Work instruction → I'd like the full listing transcribed exactly, with no images included.

****

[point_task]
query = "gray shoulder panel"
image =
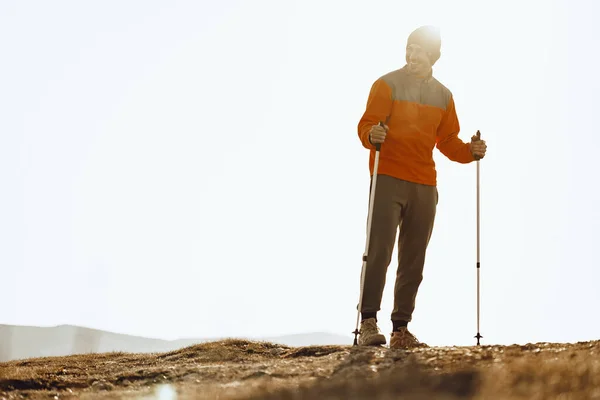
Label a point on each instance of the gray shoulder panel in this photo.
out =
(406, 88)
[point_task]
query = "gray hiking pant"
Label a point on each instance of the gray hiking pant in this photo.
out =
(411, 207)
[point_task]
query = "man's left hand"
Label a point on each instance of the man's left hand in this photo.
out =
(478, 147)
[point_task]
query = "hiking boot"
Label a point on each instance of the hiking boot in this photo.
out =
(370, 335)
(403, 339)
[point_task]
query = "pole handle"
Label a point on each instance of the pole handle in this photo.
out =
(478, 134)
(378, 145)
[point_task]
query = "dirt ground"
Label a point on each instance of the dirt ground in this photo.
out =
(239, 369)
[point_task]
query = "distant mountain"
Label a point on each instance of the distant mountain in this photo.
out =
(19, 342)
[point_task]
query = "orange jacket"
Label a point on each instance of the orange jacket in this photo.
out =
(420, 114)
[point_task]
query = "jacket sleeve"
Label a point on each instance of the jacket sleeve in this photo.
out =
(447, 139)
(379, 105)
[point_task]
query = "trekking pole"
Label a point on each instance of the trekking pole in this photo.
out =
(365, 254)
(478, 336)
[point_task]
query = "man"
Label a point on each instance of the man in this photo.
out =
(418, 114)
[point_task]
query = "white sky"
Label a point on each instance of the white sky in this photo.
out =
(192, 168)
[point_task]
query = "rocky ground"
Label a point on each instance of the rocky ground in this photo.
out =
(239, 369)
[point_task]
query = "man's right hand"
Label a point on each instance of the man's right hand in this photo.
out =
(377, 133)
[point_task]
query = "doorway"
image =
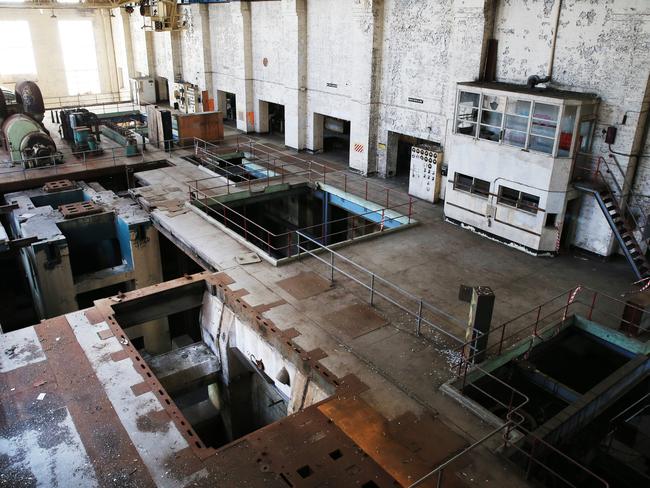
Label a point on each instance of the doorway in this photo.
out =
(398, 164)
(228, 106)
(332, 137)
(271, 120)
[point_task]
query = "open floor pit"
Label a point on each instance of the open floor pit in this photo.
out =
(575, 396)
(225, 379)
(272, 221)
(237, 167)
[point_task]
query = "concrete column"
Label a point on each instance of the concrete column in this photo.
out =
(149, 43)
(367, 38)
(241, 15)
(53, 285)
(295, 107)
(202, 11)
(177, 55)
(123, 17)
(145, 253)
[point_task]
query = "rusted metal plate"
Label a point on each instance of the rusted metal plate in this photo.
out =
(58, 185)
(60, 403)
(307, 450)
(79, 209)
(407, 448)
(304, 285)
(356, 320)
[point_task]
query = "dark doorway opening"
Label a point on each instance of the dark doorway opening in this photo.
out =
(16, 303)
(230, 108)
(399, 155)
(276, 119)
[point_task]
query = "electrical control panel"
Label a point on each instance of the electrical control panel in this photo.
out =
(425, 173)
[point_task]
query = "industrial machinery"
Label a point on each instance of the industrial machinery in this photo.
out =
(123, 136)
(426, 172)
(24, 136)
(80, 129)
(149, 90)
(186, 97)
(162, 15)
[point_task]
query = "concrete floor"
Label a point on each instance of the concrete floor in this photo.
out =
(430, 260)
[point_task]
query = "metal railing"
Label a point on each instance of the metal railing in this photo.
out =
(549, 317)
(86, 160)
(204, 194)
(89, 100)
(600, 172)
(378, 287)
(535, 450)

****

The answer →
[point_task]
query = "gray shoulder panel"
image =
Label a point on each instance of the gray shoulder panel in this photo.
out =
(406, 88)
[point_task]
query = "gray hiking pant"
Label a point on each instance of the gray hiking pant in this photo.
out =
(411, 207)
[point_task]
query = "man's left hand"
Label a point on each instance of the man's left hand in this photo.
out =
(478, 147)
[point_task]
query = "hiking boot"
Label a point on each instance of the hiking boot in this photo.
out =
(370, 335)
(403, 339)
[point_task]
query = "pole handle"
Label a point on each instance of the pole handle in this photo.
out =
(478, 134)
(378, 145)
[point_task]
query = "dirt ground"
Label a point on each instance of the dirt ground in this photo.
out =
(239, 369)
[point_task]
query = "distant mountain"
Label a point on each instance of the distant mountain in this photo.
out =
(19, 342)
[point_task]
query = "orange jacket"
Label a point on each instance of the orange jacket in this photo.
out =
(420, 114)
[point_task]
query = "jacket sleeve"
Label a point on each instance of the jacket sleeve in this photo.
out =
(447, 139)
(379, 105)
[point_task]
query = "trekking pole"
Label a point on each instance of the trekking pole in this photo.
out =
(365, 254)
(478, 336)
[point_task]
query = "man"
Label a point on each instance of the man in this photo.
out =
(418, 114)
[point_task]
query = "white sky"
Label a point on each instance of the white sky in this photo.
out =
(192, 168)
[point_task]
query = "rocky ground"
Label a point on each instance of the rocky ground in this photo.
out =
(239, 369)
[point_task]
query = "man's right hand"
Label a point on each instance of the man's right hand in this photo.
out =
(377, 133)
[point_task]
query = "doorway"
image =
Label a point on each instance of the doorway in this photo.
out =
(398, 164)
(228, 106)
(332, 137)
(271, 120)
[point_task]
query = "open floor pit"
Label a point on each instance of the open floor pit in this photo.
out =
(575, 396)
(225, 379)
(272, 221)
(237, 167)
[point_task]
query = "concrete column"
Label a point on each instance of the concrete column in this photo.
out =
(149, 43)
(367, 38)
(241, 15)
(53, 285)
(295, 107)
(202, 11)
(177, 55)
(123, 17)
(145, 253)
[point_task]
query = "rusted metal plate"
Label a point on each instance of the rusted metal plate in this photo.
out =
(58, 185)
(60, 403)
(307, 450)
(79, 209)
(407, 448)
(304, 285)
(356, 320)
[point_task]
query = "dark doorway opening"
Label a point on each instance of the dark doorway opening in this photo.
out =
(16, 303)
(230, 108)
(399, 155)
(276, 119)
[point_task]
query = "electrical control panel"
Label a point on each instance of the electrical control panel in this photo.
out =
(425, 173)
[point_task]
query = "industrial machinery"
Label a point on each instance of the industrial machinery in this photo.
out =
(123, 136)
(426, 172)
(24, 136)
(80, 129)
(149, 90)
(186, 97)
(162, 15)
[point_task]
query = "concrete floor"
Label a point on each instance of the concrete floor in this photo.
out =
(430, 260)
[point_task]
query = "metal railing"
Label a point on each instance of the metal railing in this photo.
out =
(549, 317)
(86, 160)
(204, 194)
(89, 100)
(600, 172)
(378, 287)
(535, 450)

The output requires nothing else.